Die Prüfungen der neoliberalen Religion

Dass es so vielen Amerikanern nicht besser ging, obwohl die US – Wirtschaft wuchs und wuchs, ermöglichte Donald Trumps Aufstieg. Doch der neoliberale Glaube wankt nur.

Psychisch besitzt Donald Trump etliche Qualitäten Adolf Hitlers: Sein Narzissmus ist dem Hitlers ebenbürtig; so grotesk sein Auftreten auf Außenstehende wirkt, so überzeugend wirkt es auf Anhänger; er vermag wie Hitler zu hetzen und wie Hitler zu lügen. Die Geringschätzung, die er der Verfassung entgegenbringt, indem er von „Wahlbetrug“ faselt, reicht freilich nicht entfernt an Hitlers Verfassungsbrüche heran, und sein Rassismus ist Hitlers Antisemitismus nicht entfernt vergleichbar. Bevor man dennoch fassungslos ist, dass Trump Präsident der USA werden und auch diesmal 70 Millionen Stimmen erringen konnte, sollte man sich erinnern, dass Hitler vor nur achtzig Jahren ähnlich viele Deutsche und Österreicher hinter sich vereinte.

--- --- ---

• _ARBEITSANWEISUNG 1_
Schreiben Sie aus dem Text über Donald Trump die Passage zwischen „Die Prüfungen der“ und „Glaube wankt nur.“ einschließlich dieser beiden Stellen wortgetreu ab.
• _ARBEITSANWEISUNG 2_
Beurteilen Sie, ob die folgenden Aussagen mit dem Text über Donald Trump übereinstimmen, und belegen Sie jede Antwort (Ja oder Nein) mit der ausschlaggebenden Textstelle im genauen Wortlaut: (a) Trumps Rassismus ist laut Text mit Hitlers Antisemitismus vergleichbar. (b) Trump erhielt auch diesmal 70 Millionen Stimmen. (c) Der neoliberale Glaube ist dem Text zufolge zusammengebrochen.
• _ARBEITSANWEISUNG 3_
Führen Sie den Text über Donald Trump im Anschluss an seinen letzten Satz weiter.

--- --- ---

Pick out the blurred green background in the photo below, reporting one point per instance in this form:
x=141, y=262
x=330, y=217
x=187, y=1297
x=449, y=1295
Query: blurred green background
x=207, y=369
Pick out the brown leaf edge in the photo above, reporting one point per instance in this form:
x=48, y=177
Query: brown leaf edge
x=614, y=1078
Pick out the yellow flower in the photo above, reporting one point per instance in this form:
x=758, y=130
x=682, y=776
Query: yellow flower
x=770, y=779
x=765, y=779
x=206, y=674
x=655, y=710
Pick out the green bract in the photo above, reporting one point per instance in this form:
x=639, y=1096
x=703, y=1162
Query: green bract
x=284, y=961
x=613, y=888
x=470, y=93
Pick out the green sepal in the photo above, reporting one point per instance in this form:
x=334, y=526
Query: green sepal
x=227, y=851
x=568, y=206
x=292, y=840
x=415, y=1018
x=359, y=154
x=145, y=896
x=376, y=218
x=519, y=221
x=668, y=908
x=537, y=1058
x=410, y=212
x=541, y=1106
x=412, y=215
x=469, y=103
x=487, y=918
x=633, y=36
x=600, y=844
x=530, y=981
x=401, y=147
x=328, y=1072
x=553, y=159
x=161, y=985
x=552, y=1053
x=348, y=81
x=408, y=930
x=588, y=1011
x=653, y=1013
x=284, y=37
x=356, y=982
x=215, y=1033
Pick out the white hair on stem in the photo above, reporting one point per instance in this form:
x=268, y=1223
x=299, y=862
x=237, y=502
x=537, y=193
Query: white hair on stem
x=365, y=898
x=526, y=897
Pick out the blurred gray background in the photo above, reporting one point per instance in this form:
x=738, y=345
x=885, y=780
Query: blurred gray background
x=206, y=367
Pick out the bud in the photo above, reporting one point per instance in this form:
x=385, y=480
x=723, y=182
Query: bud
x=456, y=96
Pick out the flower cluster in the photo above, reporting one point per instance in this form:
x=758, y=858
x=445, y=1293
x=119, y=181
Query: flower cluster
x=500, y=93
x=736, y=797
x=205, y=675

--- --- ---

• _LÖSUNG DER AUFGABE 1_
Die Prüfungen der neoliberalen Religion

Dass es so vielen Amerikanern nicht besser ging, obwohl die US – Wirtschaft wuchs und wuchs, ermöglichte Donald Trumps Aufstieg. Doch der neoliberale Glaube wankt nur.

• _LÖSUNG DER AUFGABE 2_
(a) Nein: „sein Rassismus ist Hitlers Antisemitismus nicht entfernt vergleichbar“
(b) Ja: „auch diesmal 70 Millionen Stimmen erringen konnte“
(c) Nein: „Doch der neoliberale Glaube wankt nur.“

• _LÖSUNG DER AUFGABE 3_
Narzisstische Psychopathen, die das Zeug zu Rattenfängern haben gibt es immer – doch an die Spitze von Staatswesen gelangen sie nur, wenn wirtschaftliche Verwerfungen den Boden aufbereiten: Hitler wäre nicht ohne die Arbeitslosigkeit der Dreißigerjahre an die Macht gelangt – Trump erhielte nicht so viele Stimmen, wenn nicht so viele Amerikaner wirtschaftlichen Abstieg erlebten – und das in einem Land, in dem „Looser“ zu sein bedeutet: Man hat Gottes Gnade verloren.

Die religiöse Basis des erfolgreichen Kapitalismus

Man kann Amerika nur verstehen, wenn man sich der religiösen Basis seiner Wirtschaft erinnert: Fast alle primären Siedler waren Protestanten calvinischer Prägung. Das hatte enorme Vorteile: Sie drangen auf die Trennung von Staat und Kirche, die in katholischen Ländern wichtigster Garant autoritärer Herrschaft und wirtschaftlichen Rückstandes war. Die Habsburg-Monarchie war dafür ein Musterbeispiel: Gelderwerb galt der Kirche als mindere, profane Tätigkeit; „Zinsen“ waren verboten; der Kaiser hatte keine Interesse an Industrie und wenig Interesse an Wissenschaft. Nicht zufällig entwickelten sich protestantische Länder wie die Schweiz, Holland oder England wirtschaftlich ungleich besser, war man dort doch mit Johannes Calvin einig, dass wirtschaftlicher Erfolg ein äußeres Zeichen dafür ist, Gottes Gnade zu besitzen.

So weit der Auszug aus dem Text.